Pero ahora los progresistas son los conservadores renegados y los conservadores somos los que no queremos perder los derechos adquiridos durante la etapa en la que el progreso económico sació de beneficios a las minorías que habían de traernos el progreso social.
Y para cerrar esta entrada, no quisiera dejarme en el tintero el recurso al fascismo que utilizan asiduamente estos renegados, tal y como ya he mencionado al principio. La cuestión es bien simple: imponer las condiciones de las minorías al resto de la sociedad es fascismo en estado puro (nótese la contradicción con la teoría del progreso económico de las minorías); ese recurso fácil al fascismo es el argumento preferido contra las políticas de igualdad (habitualmente destinadas a contrarrestar la posición desfavorable de algunas capas sociales, normalmente minoritarias y discriminadas por las más variopintas razones), unas políticas que resultan incomprensibles e injustificables para quienes tienen una concepción clasista y elitista de la sociedad: así, son fascistas las políticas de igualdad de la mujer (ha surgido incluso el término feminazismo para referirse a dichas políticas porque, dicen, buscan la destrucción del varón), son fascistas las políticas lingüísticas de apoyo a las lenguas minoritarias (porque vulneran los derechos de los castellanoparlantes, cuya lengua, sorprendentemente, han de aprender obligatoriamente los no castellanoparlantes)...

§ Instrucciones: ¿Puedes continuar el texto sobre el uso de la acusación de fascismo contra las políticas de igualdad a partir de su última frase? Las líneas no tienen relación alguna con el texto.

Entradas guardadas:
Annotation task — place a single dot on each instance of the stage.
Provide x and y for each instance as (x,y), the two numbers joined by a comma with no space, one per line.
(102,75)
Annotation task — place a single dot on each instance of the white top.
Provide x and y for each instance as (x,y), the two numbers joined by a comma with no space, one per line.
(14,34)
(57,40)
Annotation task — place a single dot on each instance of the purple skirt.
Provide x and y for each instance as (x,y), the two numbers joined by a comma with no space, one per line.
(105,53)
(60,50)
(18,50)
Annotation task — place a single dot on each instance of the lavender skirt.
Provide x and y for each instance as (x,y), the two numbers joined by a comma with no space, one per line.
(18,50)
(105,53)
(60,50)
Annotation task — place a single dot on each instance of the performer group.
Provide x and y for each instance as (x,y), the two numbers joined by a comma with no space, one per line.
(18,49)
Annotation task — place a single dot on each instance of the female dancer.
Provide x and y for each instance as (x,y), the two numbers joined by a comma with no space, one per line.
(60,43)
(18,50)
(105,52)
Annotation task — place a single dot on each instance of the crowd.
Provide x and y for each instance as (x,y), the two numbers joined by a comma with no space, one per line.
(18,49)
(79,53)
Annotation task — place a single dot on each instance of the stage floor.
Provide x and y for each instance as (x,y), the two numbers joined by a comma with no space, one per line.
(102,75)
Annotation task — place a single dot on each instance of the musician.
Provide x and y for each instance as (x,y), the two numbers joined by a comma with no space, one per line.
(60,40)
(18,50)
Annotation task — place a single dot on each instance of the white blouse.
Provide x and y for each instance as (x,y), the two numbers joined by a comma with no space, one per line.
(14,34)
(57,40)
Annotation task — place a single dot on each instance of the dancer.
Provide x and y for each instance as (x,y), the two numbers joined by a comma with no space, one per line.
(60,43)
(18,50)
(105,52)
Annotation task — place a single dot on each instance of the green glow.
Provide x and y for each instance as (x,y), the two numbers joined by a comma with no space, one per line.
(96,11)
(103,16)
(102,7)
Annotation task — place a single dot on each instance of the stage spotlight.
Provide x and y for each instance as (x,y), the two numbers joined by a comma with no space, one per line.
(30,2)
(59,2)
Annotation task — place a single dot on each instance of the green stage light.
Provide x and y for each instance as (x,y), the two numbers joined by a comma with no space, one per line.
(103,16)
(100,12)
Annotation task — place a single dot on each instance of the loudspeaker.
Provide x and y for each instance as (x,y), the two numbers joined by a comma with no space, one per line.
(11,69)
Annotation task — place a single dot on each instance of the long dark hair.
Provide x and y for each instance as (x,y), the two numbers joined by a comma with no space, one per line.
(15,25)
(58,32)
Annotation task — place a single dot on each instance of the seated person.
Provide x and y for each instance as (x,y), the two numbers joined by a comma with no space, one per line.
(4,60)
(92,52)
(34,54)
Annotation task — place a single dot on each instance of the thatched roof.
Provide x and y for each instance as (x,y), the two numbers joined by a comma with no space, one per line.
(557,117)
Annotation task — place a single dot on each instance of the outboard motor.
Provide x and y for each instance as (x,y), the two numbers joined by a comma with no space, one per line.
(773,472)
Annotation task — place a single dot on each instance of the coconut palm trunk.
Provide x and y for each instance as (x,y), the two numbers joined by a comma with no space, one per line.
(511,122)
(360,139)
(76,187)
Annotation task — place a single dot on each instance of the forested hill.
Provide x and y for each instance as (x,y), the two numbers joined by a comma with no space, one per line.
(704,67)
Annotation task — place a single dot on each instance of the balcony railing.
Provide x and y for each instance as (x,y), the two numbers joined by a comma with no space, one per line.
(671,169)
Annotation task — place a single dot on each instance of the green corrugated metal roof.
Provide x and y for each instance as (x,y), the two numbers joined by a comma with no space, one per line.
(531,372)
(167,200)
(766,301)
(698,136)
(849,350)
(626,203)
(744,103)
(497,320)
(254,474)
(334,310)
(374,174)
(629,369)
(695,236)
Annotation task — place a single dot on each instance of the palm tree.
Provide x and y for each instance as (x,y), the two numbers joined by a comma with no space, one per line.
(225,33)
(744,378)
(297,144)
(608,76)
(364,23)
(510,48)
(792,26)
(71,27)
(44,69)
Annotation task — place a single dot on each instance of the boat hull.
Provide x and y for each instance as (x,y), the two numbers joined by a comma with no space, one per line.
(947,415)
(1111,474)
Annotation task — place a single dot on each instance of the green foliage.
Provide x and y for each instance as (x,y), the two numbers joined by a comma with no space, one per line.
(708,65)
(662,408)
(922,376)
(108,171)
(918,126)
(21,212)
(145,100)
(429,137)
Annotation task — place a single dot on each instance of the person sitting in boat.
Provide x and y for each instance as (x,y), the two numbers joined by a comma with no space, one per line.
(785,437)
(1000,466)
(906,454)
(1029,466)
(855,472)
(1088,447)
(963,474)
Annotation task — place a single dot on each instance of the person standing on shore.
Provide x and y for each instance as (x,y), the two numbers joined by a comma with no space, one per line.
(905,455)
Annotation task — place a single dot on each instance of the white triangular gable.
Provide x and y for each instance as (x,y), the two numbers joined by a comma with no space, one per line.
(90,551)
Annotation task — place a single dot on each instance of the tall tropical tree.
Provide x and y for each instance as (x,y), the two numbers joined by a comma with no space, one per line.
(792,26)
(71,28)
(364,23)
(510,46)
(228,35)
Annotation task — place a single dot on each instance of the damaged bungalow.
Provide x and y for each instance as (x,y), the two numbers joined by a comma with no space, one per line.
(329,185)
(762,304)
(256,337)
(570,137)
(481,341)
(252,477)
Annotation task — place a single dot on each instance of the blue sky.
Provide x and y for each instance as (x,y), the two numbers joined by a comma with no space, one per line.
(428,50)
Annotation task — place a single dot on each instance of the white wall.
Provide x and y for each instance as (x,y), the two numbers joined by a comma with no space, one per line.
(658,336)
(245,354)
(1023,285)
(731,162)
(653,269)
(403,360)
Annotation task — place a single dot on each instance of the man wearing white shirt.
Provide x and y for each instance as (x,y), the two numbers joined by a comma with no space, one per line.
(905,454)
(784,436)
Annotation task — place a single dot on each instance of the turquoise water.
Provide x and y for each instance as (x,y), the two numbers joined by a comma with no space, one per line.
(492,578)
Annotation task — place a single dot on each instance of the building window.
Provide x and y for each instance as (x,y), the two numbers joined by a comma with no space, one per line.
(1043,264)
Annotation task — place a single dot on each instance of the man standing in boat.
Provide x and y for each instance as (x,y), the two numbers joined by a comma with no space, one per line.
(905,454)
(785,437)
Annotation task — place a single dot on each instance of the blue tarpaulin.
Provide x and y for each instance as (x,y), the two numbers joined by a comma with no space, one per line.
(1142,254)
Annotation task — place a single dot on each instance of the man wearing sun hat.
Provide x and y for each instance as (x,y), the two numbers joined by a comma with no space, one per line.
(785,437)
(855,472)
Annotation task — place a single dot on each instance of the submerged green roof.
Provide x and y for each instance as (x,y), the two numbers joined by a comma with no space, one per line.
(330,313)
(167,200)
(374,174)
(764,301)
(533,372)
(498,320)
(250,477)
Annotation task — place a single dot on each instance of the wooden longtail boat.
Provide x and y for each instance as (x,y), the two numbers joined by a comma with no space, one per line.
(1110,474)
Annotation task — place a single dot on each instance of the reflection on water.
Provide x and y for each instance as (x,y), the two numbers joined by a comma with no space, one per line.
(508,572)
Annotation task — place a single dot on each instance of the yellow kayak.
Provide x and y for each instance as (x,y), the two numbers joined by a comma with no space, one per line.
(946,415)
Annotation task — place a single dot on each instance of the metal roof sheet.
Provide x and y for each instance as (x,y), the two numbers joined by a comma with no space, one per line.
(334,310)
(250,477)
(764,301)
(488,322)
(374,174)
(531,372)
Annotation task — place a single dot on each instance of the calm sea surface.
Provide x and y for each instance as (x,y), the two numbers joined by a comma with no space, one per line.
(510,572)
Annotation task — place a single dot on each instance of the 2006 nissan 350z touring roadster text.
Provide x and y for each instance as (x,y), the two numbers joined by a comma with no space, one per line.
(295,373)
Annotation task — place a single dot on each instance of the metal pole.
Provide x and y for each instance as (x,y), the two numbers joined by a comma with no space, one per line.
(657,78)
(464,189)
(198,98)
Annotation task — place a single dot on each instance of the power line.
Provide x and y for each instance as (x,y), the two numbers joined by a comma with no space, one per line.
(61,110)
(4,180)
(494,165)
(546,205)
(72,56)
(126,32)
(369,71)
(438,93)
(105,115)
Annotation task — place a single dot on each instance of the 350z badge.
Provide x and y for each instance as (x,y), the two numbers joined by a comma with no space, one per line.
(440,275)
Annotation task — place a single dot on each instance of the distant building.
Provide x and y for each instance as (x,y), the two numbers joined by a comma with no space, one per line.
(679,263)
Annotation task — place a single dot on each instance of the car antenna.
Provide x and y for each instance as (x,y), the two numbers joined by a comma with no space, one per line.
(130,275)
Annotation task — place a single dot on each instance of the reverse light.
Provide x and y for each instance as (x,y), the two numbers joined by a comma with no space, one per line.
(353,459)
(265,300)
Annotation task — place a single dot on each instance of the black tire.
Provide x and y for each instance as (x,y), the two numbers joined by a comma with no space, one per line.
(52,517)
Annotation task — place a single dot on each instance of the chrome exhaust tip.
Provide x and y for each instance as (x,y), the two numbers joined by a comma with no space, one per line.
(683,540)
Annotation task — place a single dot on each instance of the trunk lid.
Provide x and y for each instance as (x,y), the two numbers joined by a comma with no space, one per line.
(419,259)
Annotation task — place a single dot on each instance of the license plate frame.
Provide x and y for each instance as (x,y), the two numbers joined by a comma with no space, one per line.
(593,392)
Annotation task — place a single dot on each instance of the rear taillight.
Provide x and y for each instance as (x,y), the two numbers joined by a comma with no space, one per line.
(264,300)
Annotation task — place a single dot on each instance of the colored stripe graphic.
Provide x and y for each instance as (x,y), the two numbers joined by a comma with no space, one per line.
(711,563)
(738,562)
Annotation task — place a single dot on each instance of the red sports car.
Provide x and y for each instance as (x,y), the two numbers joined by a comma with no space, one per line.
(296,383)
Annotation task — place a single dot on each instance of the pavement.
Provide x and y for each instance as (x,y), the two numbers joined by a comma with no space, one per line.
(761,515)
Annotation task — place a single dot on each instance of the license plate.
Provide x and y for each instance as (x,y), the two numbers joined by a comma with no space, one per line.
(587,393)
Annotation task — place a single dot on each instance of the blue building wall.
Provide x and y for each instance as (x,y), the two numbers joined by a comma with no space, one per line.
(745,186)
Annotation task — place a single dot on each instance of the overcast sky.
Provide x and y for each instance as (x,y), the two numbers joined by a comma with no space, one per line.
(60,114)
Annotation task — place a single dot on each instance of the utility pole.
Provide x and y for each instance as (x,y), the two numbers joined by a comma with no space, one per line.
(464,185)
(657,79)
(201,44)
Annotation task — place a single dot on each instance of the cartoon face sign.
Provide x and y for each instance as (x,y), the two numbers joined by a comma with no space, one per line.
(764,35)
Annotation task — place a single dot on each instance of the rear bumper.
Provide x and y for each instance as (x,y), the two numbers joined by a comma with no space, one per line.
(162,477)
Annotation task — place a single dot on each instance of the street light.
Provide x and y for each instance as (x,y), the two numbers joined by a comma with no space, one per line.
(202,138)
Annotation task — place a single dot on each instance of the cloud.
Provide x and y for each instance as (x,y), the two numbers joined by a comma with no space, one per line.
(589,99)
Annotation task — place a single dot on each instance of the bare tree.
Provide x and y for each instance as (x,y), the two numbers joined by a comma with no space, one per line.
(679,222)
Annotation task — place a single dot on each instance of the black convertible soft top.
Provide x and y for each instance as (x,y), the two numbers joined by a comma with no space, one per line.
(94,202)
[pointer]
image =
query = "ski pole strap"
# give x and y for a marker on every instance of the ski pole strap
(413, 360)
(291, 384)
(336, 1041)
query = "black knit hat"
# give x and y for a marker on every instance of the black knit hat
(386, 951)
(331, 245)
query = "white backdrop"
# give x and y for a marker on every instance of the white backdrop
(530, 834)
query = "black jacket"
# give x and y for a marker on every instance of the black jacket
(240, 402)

§ Resultado del ejercicio:
¿Y cómo se puede llegar a la conclusión de que las políticas de igualdad son fascistas? Pues por la misma razón por la que el progreso económico de las minorías debe traer, por arte de birlibirloque, el progreso y el bienestar social de las mayorías: porque las élites capitalistas, las clases pudientes, las capas emprendedoras de la sociedad, lo son por derecho propio, mientras que las mayorías sociales deben ser guiadas por el buen camino que marquen aquéllas y deben tomar conciencia de su inferioridad natural y de los errores a los que les llevan los líderes populistas y demagogos que hablan de las masas como algo dotado de la misma inteligencia que las élites. Al fin y al cabo, las desigualdades, las discriminaciones y la selección natural son algo innato en el ser humano, por lo que su erradicación sería antinatural, y mantenerse en esas circunstancias es única y exclusivamente responsabilidad de las personas vagas y poco dadas al esfuerzo personal.
Como es obvio, los renegados conservadores jamás reconocerán que piensan así, porque esa forma de pensar no tiene buena imagen; prefieren empobrecer, analfabetizar, indignificar a las mayorías sociales mediante políticas de recortes de derechos para que éstas se dediquen a su propia supervivencia. Una vez conseguido ese objetivo, la vía estará libre para evitar redistribuciones de la riqueza que sólo perjudican al progreso económico de las minorías.